* **What the exercise asks**
All of the entries below, duplicated exactly, make up the answer.

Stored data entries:
>>>

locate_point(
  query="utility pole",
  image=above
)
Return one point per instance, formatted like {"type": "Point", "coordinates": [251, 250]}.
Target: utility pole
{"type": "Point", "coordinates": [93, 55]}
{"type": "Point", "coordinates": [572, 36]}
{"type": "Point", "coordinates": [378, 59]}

<<<

* **The answer**
locate_point(
  query="utility pole",
  image=above
)
Return one point per instance, formatted like {"type": "Point", "coordinates": [251, 250]}.
Target: utility pole
{"type": "Point", "coordinates": [93, 55]}
{"type": "Point", "coordinates": [572, 36]}
{"type": "Point", "coordinates": [378, 59]}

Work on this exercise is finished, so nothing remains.